• [QUOTED PASSAGE]
-- begin --

Which festival was that Josh?


----------



## lukiep8 (8/1/10)

To be honest, they didn't spend a lot on the website. It's terrible. Looks like they are scamming for money.


----------



## AussieJosh (8/1/10)

It was at the Arkaba at the top! It was on a Sunday for four hours. First time i went was last year but i think its been going for 3 years?


----------



## BrenosBrews (8/1/10)

Why don't WABA organise something like the Vic Microbrewery showcase? $25, 20 samples & a 5 dollar food voucher for Beer Deluxe. Pretty much every Victorian microbrewery is there and some have limited/seasonal releases. I haven't been to them all but the ones I have been to all seem pretty civilised.


----------



## Polar Beer (8/1/10)

bloody hell. I've just finished reading those blogs. Rarely do you see anything get such consistent feedback. It must have been truly rubbish. 

The people that run this 'lucky shag' place (great name) wont be able to get the smile off thier face.


----------



## jonocarroll (8/1/10)

AussieJosh said:


> It was at the Arkaba at the top! It was on a Sunday for four hours. First time i went was last year but i think its been going for 3 years?


Will be keeping an eye on this one for sure! Let us know if you remember the name, or hear of it's approach again.

Edit: Found it! Okay Perth... this is how it's done:



tastebeer.com.au said:


> This year the Arkaba Beer Fest will showcase over 50 local and international craft beers, in the top room of the Arkaba Hotel.
> Entry is $20 preasale at Arkaba Reception, 150 Glen Osmond Rd Fullarton Adelaide SA, 83381100 or $25 on the door
> Sunday Nov 22 11-4
> 
> ...


Not the greatest venue or range (although the three moo samples are probably worth the ticket price over a bar), but a helluva lot better than the Shitzenface.

Quite a wait till the next one I'll guess. I'll hopefully give it a go.


----------



## HoppingMad (8/1/10)

QuantumBrewer said:


> Adelaide Shitzenfest now have plasic steins, which I can assure you do not rock. I went the last year that they had glass steins (still got it too) and I can certainly think of better ways to bide my time than standing in the full sun in a dustbowl for 45 minutes waiting for an overpriced Coopers.



Geez. That Shitzenfest sounds shitzen.

We used to have an Ocktoberfest at our Royal Melbourne Showgrounds. Started off more civilised and with glass steins in the early days serving decent german beer, then dumb bogans started to realise it was a cheap way to get pissed, started rocking up and glassing each other with them. They changed to plastic steins on a neck string (a bit like your Shitzenfest) and started serving beers like VB (WTF? :blink. So our original Ocktoberfest turned into a real Shitzenfest. Don't think they have it now. Too many full divvy vans at the end of the night.

Now I just go to the real deal at the German Tivoli Club Ocktoberfest. Heaps better, great German food on the grill and loads of top-notch Bavarian bevvies.  

Hopper.


----------



## jonocarroll (8/1/10)

-- end --

• [SOURCE DATA]

-- begin --

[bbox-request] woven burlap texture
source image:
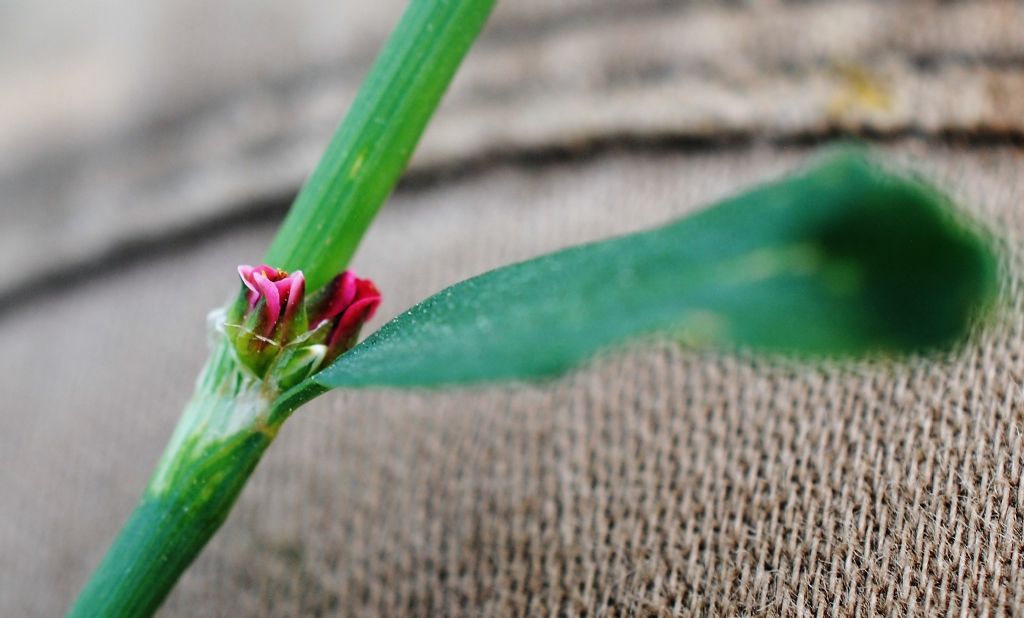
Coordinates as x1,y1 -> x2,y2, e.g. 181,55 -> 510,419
0,143 -> 1024,616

-- end --

• [GOAL] Carry on the forum thread about beer festivals, the one set out before the listing, from the point where it now ends.

• [ANSWER TO THIS EXERCISE]
HoppingMad said:


> Too many full divvy vans at the end of the night.


These were leaving with a full load of passengers by midday. The place only opened at 11:30 or so. Shameful.


----------



## sinkas (8/1/10)

BrenosBrews said:


> Why don't WABA organise something like the Vic Microbrewery showcase? $25, 20 samples & a 5 dollar food voucher for Beer Deluxe. Pretty much every Victorian microbrewery is there and some have limited/seasonal releases. I haven't been to them all but the ones I have been to all seem pretty civilised.



I think because in the unlikely event that WABA actually organized something, few if any of the breweries here would be interested enough to be involved, there are also only so many wheats, pales and midstrength lagers a person can bare


----------



## whitegoose (8/1/10)

sinkas said:


> I think because in the unlikely event that WABA actually organized something, few if any of the breweries here would be interested enough to be involved



Seriously? Why is that? I'm seriously asking. I would have thought the micros would be all over this sort of event (maybe not one with a terrible rep, but this _sort_ of event)


----------



## mika (8/1/10)

It's been looked at in the past and the WCBer's have offered to help organise/participate but they either don't have the budget/time or interest. Not high on their priority list I guess, when most are not suffering from lack of patronage at their own establishments and only a couple of breweries actually bottle for distribution to the masses.


----------



## sinkas (8/1/10)

whitegoose said:


> Seriously? Why is that? I'm seriously asking. I would have thought the micros would be all over this sort of event (maybe not one with a terrible rep, but this _sort_ of event)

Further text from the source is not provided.